TEXT =>
——————
Growing order book fuels robust results at vehicle leasing company

Tim Buchan

Vehicle leasing business, Zenith, has reported strong growth and profitability as it publishes its inaugural quarterly results since the issuance of its £475m green bond in January 2022.

During the third quarter (1 October – 31 December 2021) Zenith’s total fleet size grew by 6,600 to 158,000.

Turnover for the first nine months of the financial year was up £65.4m to £402.6m. EBITDA grew by £1.4m in quarter three to £17.9m, bringing total EBITDA for the first nine months to £57.2m, up £14.5m on the prior period.

While constraints to the supply of new vehicles continued, principally due to the ongoing shortage of semiconductors, Zenith says it has witnessed very strong demand with three consecutive quarters of record order take.

Its order book for new cars in its Corporate division grew substantially, from 8,600 at the end of September, to 10,900 at December 31st 2021, then again to 12,100 at February 28th, 2022, more than double the figure at the same point in the prior year.

Zenith’s consumer retail business, ZenAuto, has also grown its order book to more than 1,000 vehicles for the first time.
——————
WHAT TO DO =>
1) Edit the Zenith results article between "Growing order book" and "record order take.", inclusive, replacing "semiconductors" with "microchips".
2) According to the Zenith results article, what was the company's total fleet size after the third quarter?
3) Continue the article on Zenith's quarterly results from where it stops.
The data after this point is separate material, apart from the article.

Stored records
——————
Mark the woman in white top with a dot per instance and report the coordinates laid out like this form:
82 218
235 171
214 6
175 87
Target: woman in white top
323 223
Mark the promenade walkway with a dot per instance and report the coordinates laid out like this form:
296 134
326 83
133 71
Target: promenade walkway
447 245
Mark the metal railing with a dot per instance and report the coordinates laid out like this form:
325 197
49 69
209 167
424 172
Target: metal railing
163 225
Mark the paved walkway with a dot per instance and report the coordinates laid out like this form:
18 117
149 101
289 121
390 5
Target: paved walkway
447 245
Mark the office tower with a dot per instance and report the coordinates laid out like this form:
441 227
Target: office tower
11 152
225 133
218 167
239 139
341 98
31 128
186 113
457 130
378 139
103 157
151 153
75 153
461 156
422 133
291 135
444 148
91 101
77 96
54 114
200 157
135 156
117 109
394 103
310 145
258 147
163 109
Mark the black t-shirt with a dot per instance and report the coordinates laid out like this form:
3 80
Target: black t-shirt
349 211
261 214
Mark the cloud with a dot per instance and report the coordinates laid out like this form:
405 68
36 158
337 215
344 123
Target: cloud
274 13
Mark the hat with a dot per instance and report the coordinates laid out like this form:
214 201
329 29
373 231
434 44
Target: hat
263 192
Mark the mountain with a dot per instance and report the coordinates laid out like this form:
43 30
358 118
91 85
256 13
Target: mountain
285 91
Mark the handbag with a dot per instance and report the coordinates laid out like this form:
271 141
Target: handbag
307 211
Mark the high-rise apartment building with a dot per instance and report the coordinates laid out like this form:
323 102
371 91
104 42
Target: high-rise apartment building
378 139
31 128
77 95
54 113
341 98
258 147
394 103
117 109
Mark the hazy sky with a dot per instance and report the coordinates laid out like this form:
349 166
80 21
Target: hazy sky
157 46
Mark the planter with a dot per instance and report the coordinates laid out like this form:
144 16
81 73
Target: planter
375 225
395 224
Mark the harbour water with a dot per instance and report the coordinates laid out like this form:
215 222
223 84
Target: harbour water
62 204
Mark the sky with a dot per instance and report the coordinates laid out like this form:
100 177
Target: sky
——————
RESPONSES TO THE TASKS =>
1)
Growing order book fuels robust results at vehicle leasing company

Tim Buchan

Vehicle leasing business, Zenith, has reported strong growth and profitability as it publishes its inaugural quarterly results since the issuance of its £475m green bond in January 2022.

During the third quarter (1 October – 31 December 2021) Zenith’s total fleet size grew by 6,600 to 158,000.

Turnover for the first nine months of the financial year was up £65.4m to £402.6m. EBITDA grew by £1.4m in quarter three to £17.9m, bringing total EBITDA for the first nine months to £57.2m, up £14.5m on the prior period.

While constraints to the supply of new vehicles continued, principally due to the ongoing shortage of microchips, Zenith says it has witnessed very strong demand with three consecutive quarters of record order take.

2) 158,000

3)
Over half of Zenith’s corporate order book is now for battery electric vehicles (BEVs).

Zenith adds it has also decided to repay the UK Government the £0.9m it had received during the COVID pandemic to cover employee furlough payments. The money will be repaid over the next few weeks.

Tim Buchan, chief executive officer, said: “Our quarter three results demonstrate the ongoing strength and resilience of the Zenith Group.

“While the global slowdown in new car production has continued, the nature of our business mix means we are able to offset this through generating value from our existing fleet of vehicles.

“I am encouraged to see that the high levels of demand for electric vehicles have shown no signs of fading and that, across our entire order book, more than half of orders are for BEVs.

“Zenith’s performance has remained strong throughout the pandemic, and with the Group in such good financial condition, we were pleased to be able to return all of the furlough funding that we had received from the Government.”